> [DIRECTIONS FOR THIS TASK] An answer that reproduces all the entries exactly is what is needed.

Start of SUPPLIED DATA

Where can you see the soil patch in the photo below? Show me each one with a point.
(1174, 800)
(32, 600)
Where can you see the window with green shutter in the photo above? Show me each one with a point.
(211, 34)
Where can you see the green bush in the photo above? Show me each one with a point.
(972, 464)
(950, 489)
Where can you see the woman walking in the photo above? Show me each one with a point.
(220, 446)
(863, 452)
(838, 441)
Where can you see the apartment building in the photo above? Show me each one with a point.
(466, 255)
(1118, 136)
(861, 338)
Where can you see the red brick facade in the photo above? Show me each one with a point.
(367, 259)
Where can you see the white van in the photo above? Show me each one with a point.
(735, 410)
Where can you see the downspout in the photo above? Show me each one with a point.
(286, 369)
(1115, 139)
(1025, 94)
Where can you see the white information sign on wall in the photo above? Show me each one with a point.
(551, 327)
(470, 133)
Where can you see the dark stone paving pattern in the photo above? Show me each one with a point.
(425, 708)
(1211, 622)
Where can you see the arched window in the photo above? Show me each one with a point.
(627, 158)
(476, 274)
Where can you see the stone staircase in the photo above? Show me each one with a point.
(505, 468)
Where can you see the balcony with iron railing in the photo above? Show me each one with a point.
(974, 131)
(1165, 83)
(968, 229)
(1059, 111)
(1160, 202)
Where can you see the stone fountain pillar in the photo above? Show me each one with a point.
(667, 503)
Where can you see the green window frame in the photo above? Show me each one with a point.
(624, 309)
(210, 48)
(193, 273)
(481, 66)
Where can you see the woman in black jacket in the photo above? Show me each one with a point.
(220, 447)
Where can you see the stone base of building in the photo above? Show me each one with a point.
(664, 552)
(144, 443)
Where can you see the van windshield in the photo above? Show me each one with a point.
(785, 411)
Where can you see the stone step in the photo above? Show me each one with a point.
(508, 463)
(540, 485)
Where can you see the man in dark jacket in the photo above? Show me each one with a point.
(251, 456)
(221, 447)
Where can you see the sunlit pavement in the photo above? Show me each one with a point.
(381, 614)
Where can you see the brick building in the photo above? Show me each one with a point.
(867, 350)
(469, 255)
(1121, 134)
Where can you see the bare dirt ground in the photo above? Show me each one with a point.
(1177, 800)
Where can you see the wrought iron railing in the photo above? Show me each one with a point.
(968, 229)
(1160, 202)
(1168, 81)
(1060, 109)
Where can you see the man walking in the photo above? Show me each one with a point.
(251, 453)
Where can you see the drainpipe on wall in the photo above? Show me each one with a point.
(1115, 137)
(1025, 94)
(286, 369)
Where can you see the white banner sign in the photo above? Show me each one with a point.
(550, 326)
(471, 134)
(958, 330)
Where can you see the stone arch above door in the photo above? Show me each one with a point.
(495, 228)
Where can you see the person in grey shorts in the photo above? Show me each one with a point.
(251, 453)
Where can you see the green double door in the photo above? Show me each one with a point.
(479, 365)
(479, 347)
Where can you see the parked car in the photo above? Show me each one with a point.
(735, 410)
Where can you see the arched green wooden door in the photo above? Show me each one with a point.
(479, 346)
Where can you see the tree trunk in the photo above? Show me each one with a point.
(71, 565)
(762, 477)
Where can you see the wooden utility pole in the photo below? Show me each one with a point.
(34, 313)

End of SUPPLIED DATA

> [SOLUTION FOR THIS EXERCISE]
Where can you see the soil patch in the photo below? Show me each one with a point.
(1174, 800)
(32, 600)
Where can you see the window with green shutter in the photo above? Show me each one with a point.
(211, 34)
Where can you see the green bush in the photo above? Show me each one with a point.
(972, 464)
(950, 489)
Where can you see the woman walking in the photo above? Show me each one with a point.
(220, 446)
(863, 452)
(838, 441)
Where can you see the apartment building in the photo above? Show me each one with a point.
(466, 255)
(1118, 136)
(861, 338)
Where can you see the red brick facade in the photo above? Show me each one with a point.
(367, 259)
Where can you see the white van in the photo above? Show me each one with a point.
(735, 410)
Where can you see the downspout in the photo above? Show me each one with a point.
(286, 369)
(1115, 139)
(1025, 94)
Where can you see the white information sign on wall in the photo above? Show me each one with a point.
(551, 327)
(470, 133)
Where can you see the dark stone paving pattern in the photo above? Show me each one with a point.
(425, 708)
(1211, 622)
Where can you see the arched window in the photo above? Show me each one with a point.
(627, 158)
(476, 274)
Where can you see the stone staircase in the photo above? Show me each one with a point.
(505, 468)
Where can you see the balcony with iron railing in the photo above? Show me each one with a point.
(974, 131)
(1165, 83)
(968, 229)
(1059, 111)
(1160, 202)
Where can you see the stone fountain pillar in the photo above? Show me each one with a point.
(667, 503)
Where can you see the green window frame in the photo above? Show me each one with a point.
(624, 309)
(210, 48)
(193, 273)
(481, 66)
Where can you see the woman in black jacket in the photo above? Show me each one with a point.
(220, 447)
Where can you see the stone base of building in the photo above? Show me each one with a point.
(664, 552)
(144, 443)
Where can you see the van windshield in the photo above? Show me each one with a point.
(785, 411)
Where can you see the stone step in the photo above? Show me each one with a point.
(508, 463)
(540, 485)
Where can you see the man in dark jacket in the photo above? Show me each one with a point.
(251, 456)
(221, 447)
Where can you see the sunlit pavement in the photo above? Show me each one with a point.
(381, 614)
Where can you see the brick building in the photo above? Show me each one with a point.
(867, 350)
(469, 255)
(1121, 134)
Where can you see the bare dirt ground in the photo above? Show me each one with a point.
(1177, 800)
Where can you see the wrought iron railing in the photo above? Show me each one with a point.
(968, 229)
(1160, 202)
(1168, 81)
(1060, 109)
Where can you see the man walking in the photo above? Show me each one with a point.
(251, 453)
Where can you see the drainpipe on wall in the photo above? Show me each one with a point.
(1115, 137)
(1025, 94)
(286, 369)
Where can you see the white banner sign in the photo above? Show me each one with a point.
(550, 326)
(471, 134)
(958, 330)
Where can you see the stone arch above door in the photo above? Show me each one with a point.
(495, 228)
Where can you see the person in grey shorts in the photo above? Show me each one with a point.
(251, 453)
Where can you see the green double door in the photo above? Show me each one with a point.
(479, 365)
(479, 347)
Where can you see the parked car in the photo above? Show me each one with a point.
(735, 410)
Where can you see the arched green wooden door in the photo above? Show me each one with a point.
(479, 346)
Where can you see the tree trunk in the photo above? Show me each one with a point.
(71, 565)
(762, 477)
Where can you see the wooden utility pole in the photo below? Show me each one with a point.
(34, 313)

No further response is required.